Texto de leitura:

"""

Admitindo como indesejáveis novas subidas da carga fiscal devido a aumentos de impostos (que já danificaram em demasia a competitividade e o crescimento económico, de que Portugal precisa deses-peradamente e sem o que não resolverá nenhum dos seus problemas), é ao nível das duas categorias de despesas aqui referidas que – até pela sua dimensão – se terá que actuar.


Reformando e tornando mais eficiente um Estado tentacular e que inferniza a vida aos cidadãos; e reformulando o chamado “Estado Social” que hoje conhecemos: garantindo o apoio e a prestação de serviços, sem custos adicionais, a quem efectivamente não os pode suportar financeiramente – e não, como hoje sucede, a todos os cidadãos, independentemente do seu nível de rendimento. Com o progressivo envelhecimento da população, é esta a única forma de garantir a existência de um Estado Social que sirva os mais necessitados e desprotegidos. Quem afirmar o contrário não é sério nem está a ser verdadeiro.


Contas fáceis de fazer mostram a necessidade de uma descida das despesas de funcionamento entre EUR 2-3 mil milhões e das despesas sociais entre EUR 6-7 mil milhões para trazer estes dois agregados para níveis próximos dos comportáveis. É muito? Talvez. Vai doer? Vai. Mas é assim que vai ter que ser, porque há muitos e muitos anos que andamos a brincar com o fogo. O que fez esgotar a paciência e a tolerância dos nossos credores. Até ao ponto em que foi preciso FMI, Comissão Europeia e BCE instalarem-se no nosso País para garantir que a equação impossível vai, mesmo, tornar-se possível.

"""

Exercícios propostos:
[1] Reescreva de forma mais breve o parágrafo do texto de leitura que começa por "Contas fáceis de fazer", mantendo os seus factos principais.
[2] Traduza para inglês esta frase do texto de leitura: "Com o progressivo envelhecimento da população, é esta a única forma de garantir a existência de um Estado Social que sirva os mais necessitados e desprotegidos."
[3] Transcreva sem alterações o trecho do texto de leitura que abre com as palavras que contêm "Admitindo como indesejáveis" e fecha com "terá que actuar.".

Excertos de dados:
"""

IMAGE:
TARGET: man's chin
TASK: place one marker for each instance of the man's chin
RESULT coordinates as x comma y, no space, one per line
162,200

"""

Resoluções comentadas:
[1] Cálculos simples mostram que é preciso reduzir as despesas de funcionamento entre 2 e 3 mil milhões de euros e as despesas sociais entre 6 e 7 mil milhões para as aproximar de níveis comportáveis. O corte será doloroso, mas inevitável, porque há muitos anos que se brinca com o fogo. Isso esgotou a paciência dos credores, a ponto de o FMI, a Comissão Europeia e o BCE se instalarem no País para garantir que a equação impossível se torna possível.

[2] With the progressive aging of the population, this is the only way to guarantee the existence of a welfare state that serves the neediest and most unprotected.

[3]
Admitindo como indesejáveis novas subidas da carga fiscal devido a aumentos de impostos (que já danificaram em demasia a competitividade e o crescimento económico, de que Portugal precisa deses-peradamente e sem o que não resolverá nenhum dos seus problemas), é ao nível das duas categorias de despesas aqui referidas que – até pela sua dimensão – se terá que actuar.